DIRECTIVE> List every line of the items below that contains the string "sand", copying each such line in full. Case counts.

[BEGIN DATA SECTION]

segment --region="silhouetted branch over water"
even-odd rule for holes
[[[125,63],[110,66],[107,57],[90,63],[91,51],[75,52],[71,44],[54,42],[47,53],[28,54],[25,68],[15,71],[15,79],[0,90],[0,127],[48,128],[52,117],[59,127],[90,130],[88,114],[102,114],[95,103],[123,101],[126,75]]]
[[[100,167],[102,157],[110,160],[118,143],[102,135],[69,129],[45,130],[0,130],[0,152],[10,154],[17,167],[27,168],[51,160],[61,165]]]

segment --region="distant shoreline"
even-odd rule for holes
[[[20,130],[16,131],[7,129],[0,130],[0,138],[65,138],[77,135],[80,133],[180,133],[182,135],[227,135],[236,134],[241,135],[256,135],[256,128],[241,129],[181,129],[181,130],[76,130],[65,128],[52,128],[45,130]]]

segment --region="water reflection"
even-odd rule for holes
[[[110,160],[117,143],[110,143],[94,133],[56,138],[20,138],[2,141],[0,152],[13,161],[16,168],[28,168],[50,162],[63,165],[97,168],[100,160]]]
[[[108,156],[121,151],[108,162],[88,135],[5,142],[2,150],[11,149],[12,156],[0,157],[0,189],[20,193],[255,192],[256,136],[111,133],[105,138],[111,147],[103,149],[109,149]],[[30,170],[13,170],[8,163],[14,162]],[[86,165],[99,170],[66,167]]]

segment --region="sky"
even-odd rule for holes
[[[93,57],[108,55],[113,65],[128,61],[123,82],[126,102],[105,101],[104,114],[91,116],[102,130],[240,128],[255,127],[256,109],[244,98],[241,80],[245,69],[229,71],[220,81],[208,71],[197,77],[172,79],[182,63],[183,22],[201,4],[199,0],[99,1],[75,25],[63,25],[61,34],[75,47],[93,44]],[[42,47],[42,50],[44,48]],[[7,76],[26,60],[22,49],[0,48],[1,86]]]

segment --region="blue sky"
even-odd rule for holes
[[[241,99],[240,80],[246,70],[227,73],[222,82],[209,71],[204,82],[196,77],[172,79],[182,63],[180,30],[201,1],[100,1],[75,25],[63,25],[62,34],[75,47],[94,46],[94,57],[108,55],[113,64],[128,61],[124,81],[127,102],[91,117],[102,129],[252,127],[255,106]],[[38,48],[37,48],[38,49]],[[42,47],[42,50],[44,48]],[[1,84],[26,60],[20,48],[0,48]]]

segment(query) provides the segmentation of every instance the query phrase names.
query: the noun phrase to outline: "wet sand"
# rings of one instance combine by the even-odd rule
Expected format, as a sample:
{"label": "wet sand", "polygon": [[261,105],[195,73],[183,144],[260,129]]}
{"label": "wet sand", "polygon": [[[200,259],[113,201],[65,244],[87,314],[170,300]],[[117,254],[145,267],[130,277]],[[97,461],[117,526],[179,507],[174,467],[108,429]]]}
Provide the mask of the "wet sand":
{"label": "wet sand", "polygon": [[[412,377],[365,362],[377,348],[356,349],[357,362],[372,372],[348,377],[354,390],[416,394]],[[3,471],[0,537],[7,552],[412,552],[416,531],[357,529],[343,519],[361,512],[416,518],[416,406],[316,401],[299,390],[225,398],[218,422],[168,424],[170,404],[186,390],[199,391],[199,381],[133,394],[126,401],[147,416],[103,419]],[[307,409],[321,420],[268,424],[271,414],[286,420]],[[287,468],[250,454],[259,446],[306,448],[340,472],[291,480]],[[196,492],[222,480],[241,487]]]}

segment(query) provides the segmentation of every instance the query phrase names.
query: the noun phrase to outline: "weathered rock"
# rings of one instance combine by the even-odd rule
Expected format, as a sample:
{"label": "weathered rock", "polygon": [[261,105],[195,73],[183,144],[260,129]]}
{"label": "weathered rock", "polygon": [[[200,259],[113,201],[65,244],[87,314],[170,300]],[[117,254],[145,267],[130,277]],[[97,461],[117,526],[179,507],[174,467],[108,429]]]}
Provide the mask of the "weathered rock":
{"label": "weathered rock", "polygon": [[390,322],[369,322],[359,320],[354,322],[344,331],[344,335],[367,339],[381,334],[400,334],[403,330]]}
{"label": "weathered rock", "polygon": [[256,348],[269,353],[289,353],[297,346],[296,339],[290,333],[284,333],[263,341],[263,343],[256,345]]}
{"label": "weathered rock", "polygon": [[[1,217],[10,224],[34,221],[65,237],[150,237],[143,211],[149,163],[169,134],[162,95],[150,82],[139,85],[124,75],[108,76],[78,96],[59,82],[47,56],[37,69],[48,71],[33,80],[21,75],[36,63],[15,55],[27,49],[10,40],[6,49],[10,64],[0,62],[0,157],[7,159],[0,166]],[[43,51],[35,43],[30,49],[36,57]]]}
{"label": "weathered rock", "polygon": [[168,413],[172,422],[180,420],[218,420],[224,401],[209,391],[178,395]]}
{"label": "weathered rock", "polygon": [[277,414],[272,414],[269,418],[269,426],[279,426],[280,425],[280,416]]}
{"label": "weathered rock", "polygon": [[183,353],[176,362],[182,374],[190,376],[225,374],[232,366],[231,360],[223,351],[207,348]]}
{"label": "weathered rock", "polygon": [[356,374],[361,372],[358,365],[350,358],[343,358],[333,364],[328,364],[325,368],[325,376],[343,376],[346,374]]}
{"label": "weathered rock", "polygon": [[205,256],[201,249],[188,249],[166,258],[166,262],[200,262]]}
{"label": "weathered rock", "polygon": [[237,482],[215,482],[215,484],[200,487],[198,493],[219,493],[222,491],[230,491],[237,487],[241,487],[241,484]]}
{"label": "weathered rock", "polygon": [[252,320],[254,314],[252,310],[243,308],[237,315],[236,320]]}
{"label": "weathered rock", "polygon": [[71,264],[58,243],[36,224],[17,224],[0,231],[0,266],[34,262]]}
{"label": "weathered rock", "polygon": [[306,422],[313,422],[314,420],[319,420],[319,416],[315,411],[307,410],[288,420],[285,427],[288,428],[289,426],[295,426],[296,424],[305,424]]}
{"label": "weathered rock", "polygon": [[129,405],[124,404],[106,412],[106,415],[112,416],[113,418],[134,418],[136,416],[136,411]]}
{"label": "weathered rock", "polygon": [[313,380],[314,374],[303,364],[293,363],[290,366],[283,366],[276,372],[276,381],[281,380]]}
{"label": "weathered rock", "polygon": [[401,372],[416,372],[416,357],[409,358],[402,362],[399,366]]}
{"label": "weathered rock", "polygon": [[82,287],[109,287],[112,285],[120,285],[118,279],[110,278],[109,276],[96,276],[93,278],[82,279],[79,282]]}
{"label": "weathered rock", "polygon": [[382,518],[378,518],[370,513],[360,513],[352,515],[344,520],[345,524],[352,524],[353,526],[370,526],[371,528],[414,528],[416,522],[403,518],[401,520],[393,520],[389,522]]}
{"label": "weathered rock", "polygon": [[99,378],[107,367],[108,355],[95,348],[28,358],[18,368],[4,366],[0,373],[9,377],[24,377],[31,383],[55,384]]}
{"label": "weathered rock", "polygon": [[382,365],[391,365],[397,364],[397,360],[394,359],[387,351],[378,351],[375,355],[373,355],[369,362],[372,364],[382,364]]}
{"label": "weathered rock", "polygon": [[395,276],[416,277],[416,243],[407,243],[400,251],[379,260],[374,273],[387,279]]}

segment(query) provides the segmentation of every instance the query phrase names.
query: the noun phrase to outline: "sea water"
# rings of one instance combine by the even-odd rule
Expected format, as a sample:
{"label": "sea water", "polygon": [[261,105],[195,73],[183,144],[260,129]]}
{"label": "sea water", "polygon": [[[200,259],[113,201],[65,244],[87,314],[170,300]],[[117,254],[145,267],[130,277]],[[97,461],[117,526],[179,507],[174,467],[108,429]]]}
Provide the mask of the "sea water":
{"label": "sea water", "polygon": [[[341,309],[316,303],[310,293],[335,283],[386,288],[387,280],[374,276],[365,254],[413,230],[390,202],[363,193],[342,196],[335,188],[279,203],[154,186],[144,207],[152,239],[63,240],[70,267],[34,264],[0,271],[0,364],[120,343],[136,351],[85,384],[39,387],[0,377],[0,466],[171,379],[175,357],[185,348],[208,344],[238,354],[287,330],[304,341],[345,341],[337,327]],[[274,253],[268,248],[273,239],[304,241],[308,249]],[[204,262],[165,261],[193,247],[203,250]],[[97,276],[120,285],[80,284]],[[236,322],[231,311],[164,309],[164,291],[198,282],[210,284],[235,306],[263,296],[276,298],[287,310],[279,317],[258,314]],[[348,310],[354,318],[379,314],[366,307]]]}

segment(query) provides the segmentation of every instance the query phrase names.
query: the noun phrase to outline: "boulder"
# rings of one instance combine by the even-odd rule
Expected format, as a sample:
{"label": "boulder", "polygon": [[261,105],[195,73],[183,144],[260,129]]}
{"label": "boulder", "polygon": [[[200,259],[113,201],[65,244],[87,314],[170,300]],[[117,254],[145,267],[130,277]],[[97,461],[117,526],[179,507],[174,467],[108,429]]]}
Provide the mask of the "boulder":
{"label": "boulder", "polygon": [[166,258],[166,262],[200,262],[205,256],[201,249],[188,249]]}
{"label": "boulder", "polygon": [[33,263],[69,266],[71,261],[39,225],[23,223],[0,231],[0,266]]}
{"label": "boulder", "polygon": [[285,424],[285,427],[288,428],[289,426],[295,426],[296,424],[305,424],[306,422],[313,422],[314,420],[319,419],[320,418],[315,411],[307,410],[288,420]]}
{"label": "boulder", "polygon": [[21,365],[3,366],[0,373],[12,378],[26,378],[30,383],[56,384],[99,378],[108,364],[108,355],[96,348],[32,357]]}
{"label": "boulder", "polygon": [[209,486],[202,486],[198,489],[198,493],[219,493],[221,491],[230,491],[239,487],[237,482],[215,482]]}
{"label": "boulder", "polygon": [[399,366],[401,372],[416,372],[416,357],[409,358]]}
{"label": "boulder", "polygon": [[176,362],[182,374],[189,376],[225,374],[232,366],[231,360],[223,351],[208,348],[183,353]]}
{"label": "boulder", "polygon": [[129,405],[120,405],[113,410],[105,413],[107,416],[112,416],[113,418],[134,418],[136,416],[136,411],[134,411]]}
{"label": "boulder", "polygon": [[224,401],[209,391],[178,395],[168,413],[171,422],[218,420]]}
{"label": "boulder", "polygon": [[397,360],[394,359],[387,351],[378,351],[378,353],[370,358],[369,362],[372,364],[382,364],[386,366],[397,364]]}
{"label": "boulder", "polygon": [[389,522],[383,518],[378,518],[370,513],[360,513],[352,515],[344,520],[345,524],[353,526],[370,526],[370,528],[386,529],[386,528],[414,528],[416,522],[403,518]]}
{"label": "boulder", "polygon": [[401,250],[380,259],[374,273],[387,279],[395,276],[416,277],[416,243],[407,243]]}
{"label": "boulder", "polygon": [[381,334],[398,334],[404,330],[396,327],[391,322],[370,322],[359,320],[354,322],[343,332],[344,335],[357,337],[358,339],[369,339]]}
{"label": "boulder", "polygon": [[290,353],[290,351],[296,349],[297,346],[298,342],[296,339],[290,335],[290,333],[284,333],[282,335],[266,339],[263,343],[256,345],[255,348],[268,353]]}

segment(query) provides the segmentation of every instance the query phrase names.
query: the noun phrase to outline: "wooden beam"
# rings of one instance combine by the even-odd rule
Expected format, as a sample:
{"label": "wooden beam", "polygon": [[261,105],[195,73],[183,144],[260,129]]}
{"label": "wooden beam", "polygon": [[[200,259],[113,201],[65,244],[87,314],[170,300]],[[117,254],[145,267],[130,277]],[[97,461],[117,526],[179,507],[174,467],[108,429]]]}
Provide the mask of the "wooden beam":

[END DATA SECTION]

REPLY>
query: the noun phrase to outline: "wet sand"
{"label": "wet sand", "polygon": [[261,105],[195,73],[183,144],[260,129]]}
{"label": "wet sand", "polygon": [[[200,259],[113,201],[65,244],[87,314],[170,300]],[[117,254],[145,267],[130,277]],[[97,461],[117,526],[179,507],[174,467],[108,429]]]}
Provide the mask of the "wet sand":
{"label": "wet sand", "polygon": [[[412,377],[365,362],[377,348],[356,349],[357,362],[372,372],[348,377],[354,390],[416,394]],[[3,471],[0,537],[7,552],[412,552],[416,531],[357,529],[343,519],[361,512],[416,518],[416,406],[316,401],[299,390],[225,398],[218,422],[168,424],[170,404],[186,390],[199,391],[199,381],[133,394],[126,401],[147,416],[103,419]],[[307,409],[321,420],[268,424],[271,414],[286,420]],[[287,468],[250,454],[259,446],[306,448],[340,472],[291,480]],[[196,492],[222,480],[241,487]]]}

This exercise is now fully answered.